[Data Boundary: Start]

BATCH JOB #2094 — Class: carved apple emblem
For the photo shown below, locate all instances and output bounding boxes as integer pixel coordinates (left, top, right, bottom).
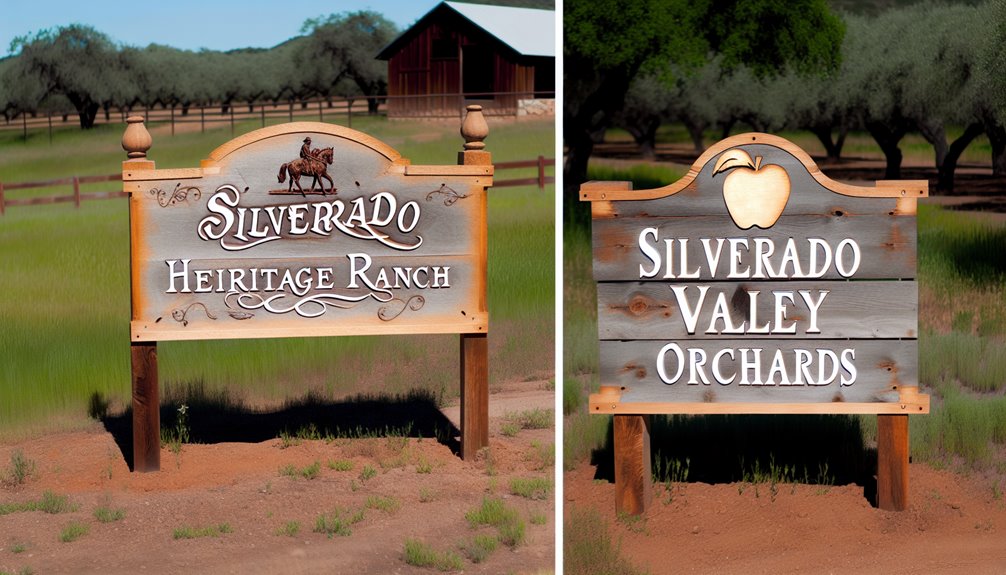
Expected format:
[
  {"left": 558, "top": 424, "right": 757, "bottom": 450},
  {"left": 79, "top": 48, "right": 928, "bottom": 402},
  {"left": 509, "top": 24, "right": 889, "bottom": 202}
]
[{"left": 713, "top": 148, "right": 790, "bottom": 229}]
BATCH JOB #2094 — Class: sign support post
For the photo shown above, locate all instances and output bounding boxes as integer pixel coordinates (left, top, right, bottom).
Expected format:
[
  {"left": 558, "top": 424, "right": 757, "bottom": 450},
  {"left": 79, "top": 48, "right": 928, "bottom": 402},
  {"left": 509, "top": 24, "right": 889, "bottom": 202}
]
[
  {"left": 877, "top": 414, "right": 909, "bottom": 510},
  {"left": 458, "top": 105, "right": 490, "bottom": 460},
  {"left": 123, "top": 116, "right": 160, "bottom": 472}
]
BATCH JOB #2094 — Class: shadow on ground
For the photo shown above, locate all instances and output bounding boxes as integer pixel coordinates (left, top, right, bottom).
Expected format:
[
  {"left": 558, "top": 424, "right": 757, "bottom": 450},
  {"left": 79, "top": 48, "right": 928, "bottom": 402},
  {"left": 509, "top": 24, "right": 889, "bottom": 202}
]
[
  {"left": 99, "top": 382, "right": 460, "bottom": 471},
  {"left": 590, "top": 414, "right": 882, "bottom": 505}
]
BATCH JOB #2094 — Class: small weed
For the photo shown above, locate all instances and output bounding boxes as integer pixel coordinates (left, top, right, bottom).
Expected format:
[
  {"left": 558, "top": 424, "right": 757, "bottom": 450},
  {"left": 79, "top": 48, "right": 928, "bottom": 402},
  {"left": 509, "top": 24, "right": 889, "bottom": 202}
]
[
  {"left": 416, "top": 456, "right": 434, "bottom": 474},
  {"left": 509, "top": 476, "right": 553, "bottom": 500},
  {"left": 314, "top": 508, "right": 364, "bottom": 538},
  {"left": 280, "top": 461, "right": 321, "bottom": 480},
  {"left": 2, "top": 449, "right": 38, "bottom": 487},
  {"left": 0, "top": 491, "right": 77, "bottom": 516},
  {"left": 530, "top": 510, "right": 548, "bottom": 525},
  {"left": 526, "top": 440, "right": 555, "bottom": 471},
  {"left": 386, "top": 435, "right": 409, "bottom": 454},
  {"left": 173, "top": 523, "right": 232, "bottom": 539},
  {"left": 503, "top": 408, "right": 553, "bottom": 430},
  {"left": 94, "top": 505, "right": 125, "bottom": 523},
  {"left": 327, "top": 459, "right": 353, "bottom": 471},
  {"left": 479, "top": 446, "right": 498, "bottom": 477},
  {"left": 59, "top": 521, "right": 89, "bottom": 543},
  {"left": 277, "top": 430, "right": 301, "bottom": 449},
  {"left": 461, "top": 533, "right": 499, "bottom": 563},
  {"left": 616, "top": 510, "right": 647, "bottom": 534},
  {"left": 403, "top": 538, "right": 464, "bottom": 571},
  {"left": 465, "top": 497, "right": 526, "bottom": 547},
  {"left": 419, "top": 488, "right": 436, "bottom": 502},
  {"left": 359, "top": 465, "right": 377, "bottom": 482},
  {"left": 0, "top": 568, "right": 35, "bottom": 575},
  {"left": 275, "top": 520, "right": 300, "bottom": 537},
  {"left": 500, "top": 422, "right": 520, "bottom": 437},
  {"left": 653, "top": 454, "right": 690, "bottom": 504},
  {"left": 10, "top": 542, "right": 27, "bottom": 553},
  {"left": 350, "top": 480, "right": 360, "bottom": 492},
  {"left": 161, "top": 404, "right": 190, "bottom": 455},
  {"left": 993, "top": 481, "right": 1002, "bottom": 501},
  {"left": 365, "top": 495, "right": 401, "bottom": 513}
]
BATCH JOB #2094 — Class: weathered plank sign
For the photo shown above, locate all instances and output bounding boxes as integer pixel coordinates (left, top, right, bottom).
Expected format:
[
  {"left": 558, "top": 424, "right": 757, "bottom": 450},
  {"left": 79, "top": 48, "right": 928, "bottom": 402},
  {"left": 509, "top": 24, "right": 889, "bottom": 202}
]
[
  {"left": 581, "top": 133, "right": 929, "bottom": 513},
  {"left": 122, "top": 107, "right": 492, "bottom": 472}
]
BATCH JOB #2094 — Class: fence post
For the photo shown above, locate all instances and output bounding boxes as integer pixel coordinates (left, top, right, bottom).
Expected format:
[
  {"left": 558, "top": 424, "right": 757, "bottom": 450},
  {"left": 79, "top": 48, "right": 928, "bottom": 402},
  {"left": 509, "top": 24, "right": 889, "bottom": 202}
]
[
  {"left": 537, "top": 155, "right": 546, "bottom": 190},
  {"left": 261, "top": 107, "right": 265, "bottom": 128},
  {"left": 22, "top": 113, "right": 27, "bottom": 142},
  {"left": 347, "top": 99, "right": 353, "bottom": 128},
  {"left": 48, "top": 113, "right": 53, "bottom": 145},
  {"left": 289, "top": 101, "right": 294, "bottom": 122},
  {"left": 200, "top": 107, "right": 205, "bottom": 133},
  {"left": 318, "top": 100, "right": 323, "bottom": 122},
  {"left": 0, "top": 181, "right": 5, "bottom": 216},
  {"left": 230, "top": 106, "right": 235, "bottom": 136},
  {"left": 73, "top": 176, "right": 80, "bottom": 209},
  {"left": 170, "top": 105, "right": 175, "bottom": 136}
]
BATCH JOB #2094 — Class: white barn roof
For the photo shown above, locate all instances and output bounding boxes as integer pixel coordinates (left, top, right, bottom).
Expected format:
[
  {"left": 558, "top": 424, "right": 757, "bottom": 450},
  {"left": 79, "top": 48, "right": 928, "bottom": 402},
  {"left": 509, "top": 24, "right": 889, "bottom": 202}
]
[{"left": 443, "top": 2, "right": 555, "bottom": 58}]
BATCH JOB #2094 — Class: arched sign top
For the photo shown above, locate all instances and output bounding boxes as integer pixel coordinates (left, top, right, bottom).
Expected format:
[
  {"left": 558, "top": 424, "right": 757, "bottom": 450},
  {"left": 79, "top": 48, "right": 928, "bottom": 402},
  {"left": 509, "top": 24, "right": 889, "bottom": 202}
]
[
  {"left": 203, "top": 121, "right": 404, "bottom": 167},
  {"left": 580, "top": 132, "right": 928, "bottom": 202}
]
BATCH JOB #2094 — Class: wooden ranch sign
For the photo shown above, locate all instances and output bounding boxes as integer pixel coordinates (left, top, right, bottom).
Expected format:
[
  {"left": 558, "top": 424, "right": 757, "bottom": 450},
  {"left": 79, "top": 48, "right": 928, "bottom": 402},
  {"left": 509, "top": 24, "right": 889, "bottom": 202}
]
[
  {"left": 121, "top": 107, "right": 493, "bottom": 472},
  {"left": 580, "top": 133, "right": 929, "bottom": 514}
]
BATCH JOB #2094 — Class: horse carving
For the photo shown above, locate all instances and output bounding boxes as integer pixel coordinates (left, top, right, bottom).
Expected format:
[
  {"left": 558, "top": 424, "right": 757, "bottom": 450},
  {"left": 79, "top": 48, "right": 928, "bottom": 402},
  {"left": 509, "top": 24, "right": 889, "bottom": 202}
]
[{"left": 277, "top": 147, "right": 336, "bottom": 196}]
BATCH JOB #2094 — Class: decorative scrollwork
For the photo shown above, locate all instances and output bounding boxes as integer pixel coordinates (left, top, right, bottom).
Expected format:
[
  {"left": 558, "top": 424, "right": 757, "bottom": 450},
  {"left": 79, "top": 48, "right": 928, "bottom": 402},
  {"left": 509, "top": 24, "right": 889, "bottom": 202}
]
[
  {"left": 377, "top": 295, "right": 426, "bottom": 321},
  {"left": 425, "top": 184, "right": 468, "bottom": 206},
  {"left": 150, "top": 182, "right": 202, "bottom": 207},
  {"left": 171, "top": 302, "right": 217, "bottom": 327},
  {"left": 225, "top": 290, "right": 379, "bottom": 319}
]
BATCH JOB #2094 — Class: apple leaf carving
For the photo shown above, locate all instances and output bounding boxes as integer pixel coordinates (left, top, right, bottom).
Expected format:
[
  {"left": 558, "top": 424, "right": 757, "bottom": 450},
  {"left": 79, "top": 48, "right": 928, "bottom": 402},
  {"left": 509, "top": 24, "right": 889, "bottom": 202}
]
[{"left": 712, "top": 149, "right": 756, "bottom": 176}]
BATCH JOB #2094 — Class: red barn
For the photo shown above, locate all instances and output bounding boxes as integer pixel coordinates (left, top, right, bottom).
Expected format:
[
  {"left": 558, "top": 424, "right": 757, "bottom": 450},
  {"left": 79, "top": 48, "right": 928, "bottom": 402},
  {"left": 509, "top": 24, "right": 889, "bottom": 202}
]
[{"left": 376, "top": 1, "right": 555, "bottom": 117}]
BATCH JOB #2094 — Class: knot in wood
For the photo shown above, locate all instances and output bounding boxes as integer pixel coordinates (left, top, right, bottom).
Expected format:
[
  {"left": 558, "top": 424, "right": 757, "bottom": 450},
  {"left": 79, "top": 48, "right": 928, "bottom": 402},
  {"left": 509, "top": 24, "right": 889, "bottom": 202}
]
[{"left": 628, "top": 295, "right": 650, "bottom": 316}]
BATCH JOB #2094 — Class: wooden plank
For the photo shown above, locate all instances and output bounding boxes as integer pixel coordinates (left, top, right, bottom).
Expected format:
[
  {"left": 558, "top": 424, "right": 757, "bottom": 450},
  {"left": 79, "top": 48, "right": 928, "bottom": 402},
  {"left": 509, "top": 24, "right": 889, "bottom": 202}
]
[
  {"left": 592, "top": 214, "right": 917, "bottom": 281},
  {"left": 614, "top": 414, "right": 652, "bottom": 516},
  {"left": 131, "top": 342, "right": 160, "bottom": 472},
  {"left": 877, "top": 414, "right": 909, "bottom": 510},
  {"left": 589, "top": 394, "right": 930, "bottom": 415},
  {"left": 597, "top": 281, "right": 917, "bottom": 340},
  {"left": 598, "top": 191, "right": 904, "bottom": 220},
  {"left": 460, "top": 333, "right": 489, "bottom": 460},
  {"left": 405, "top": 164, "right": 493, "bottom": 176},
  {"left": 599, "top": 339, "right": 918, "bottom": 403},
  {"left": 72, "top": 176, "right": 80, "bottom": 209}
]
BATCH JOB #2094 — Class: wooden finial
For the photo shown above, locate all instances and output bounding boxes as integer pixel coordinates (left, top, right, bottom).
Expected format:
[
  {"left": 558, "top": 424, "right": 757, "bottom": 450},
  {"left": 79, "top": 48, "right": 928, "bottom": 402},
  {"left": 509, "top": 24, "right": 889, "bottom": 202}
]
[
  {"left": 461, "top": 105, "right": 488, "bottom": 151},
  {"left": 122, "top": 115, "right": 152, "bottom": 160}
]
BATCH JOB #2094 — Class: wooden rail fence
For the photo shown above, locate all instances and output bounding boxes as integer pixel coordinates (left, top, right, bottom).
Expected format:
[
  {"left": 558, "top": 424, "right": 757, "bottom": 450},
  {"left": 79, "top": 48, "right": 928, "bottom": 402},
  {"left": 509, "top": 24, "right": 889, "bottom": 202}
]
[{"left": 0, "top": 157, "right": 554, "bottom": 215}]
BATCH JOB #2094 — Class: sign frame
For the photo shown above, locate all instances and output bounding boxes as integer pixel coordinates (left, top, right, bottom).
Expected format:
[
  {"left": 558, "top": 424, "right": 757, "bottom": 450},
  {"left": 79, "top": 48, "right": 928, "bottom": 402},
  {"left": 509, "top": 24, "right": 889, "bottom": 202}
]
[
  {"left": 580, "top": 132, "right": 929, "bottom": 513},
  {"left": 121, "top": 106, "right": 494, "bottom": 472}
]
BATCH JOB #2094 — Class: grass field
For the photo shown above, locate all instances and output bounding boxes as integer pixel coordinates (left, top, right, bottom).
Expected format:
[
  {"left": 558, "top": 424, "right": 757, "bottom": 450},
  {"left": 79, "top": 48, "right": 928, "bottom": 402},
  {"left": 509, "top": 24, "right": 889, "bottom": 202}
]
[
  {"left": 0, "top": 114, "right": 554, "bottom": 437},
  {"left": 563, "top": 162, "right": 1006, "bottom": 479}
]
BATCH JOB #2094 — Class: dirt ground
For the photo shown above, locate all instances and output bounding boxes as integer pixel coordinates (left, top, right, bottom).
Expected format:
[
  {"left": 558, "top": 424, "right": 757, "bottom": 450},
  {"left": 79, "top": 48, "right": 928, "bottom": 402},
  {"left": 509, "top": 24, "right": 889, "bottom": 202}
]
[
  {"left": 0, "top": 380, "right": 555, "bottom": 575},
  {"left": 566, "top": 462, "right": 1006, "bottom": 574}
]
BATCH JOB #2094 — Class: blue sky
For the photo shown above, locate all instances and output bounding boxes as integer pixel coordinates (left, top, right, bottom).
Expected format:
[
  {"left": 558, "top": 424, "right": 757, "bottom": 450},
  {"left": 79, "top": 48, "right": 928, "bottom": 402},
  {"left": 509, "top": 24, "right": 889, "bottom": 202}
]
[{"left": 1, "top": 0, "right": 435, "bottom": 53}]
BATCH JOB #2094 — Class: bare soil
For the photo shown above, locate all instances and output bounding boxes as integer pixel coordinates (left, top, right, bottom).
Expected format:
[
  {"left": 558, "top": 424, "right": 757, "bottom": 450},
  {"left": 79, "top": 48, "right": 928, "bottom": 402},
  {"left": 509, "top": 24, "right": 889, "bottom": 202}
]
[
  {"left": 566, "top": 463, "right": 1006, "bottom": 574},
  {"left": 0, "top": 380, "right": 554, "bottom": 574}
]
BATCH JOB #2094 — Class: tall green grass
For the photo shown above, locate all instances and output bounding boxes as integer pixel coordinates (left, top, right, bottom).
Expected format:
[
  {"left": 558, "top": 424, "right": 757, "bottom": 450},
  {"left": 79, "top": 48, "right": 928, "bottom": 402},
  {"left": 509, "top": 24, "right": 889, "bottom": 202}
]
[{"left": 0, "top": 116, "right": 553, "bottom": 436}]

[Data Boundary: End]

Each line of the material above that contains the string "carving" adds one to the count; report the final count only.

2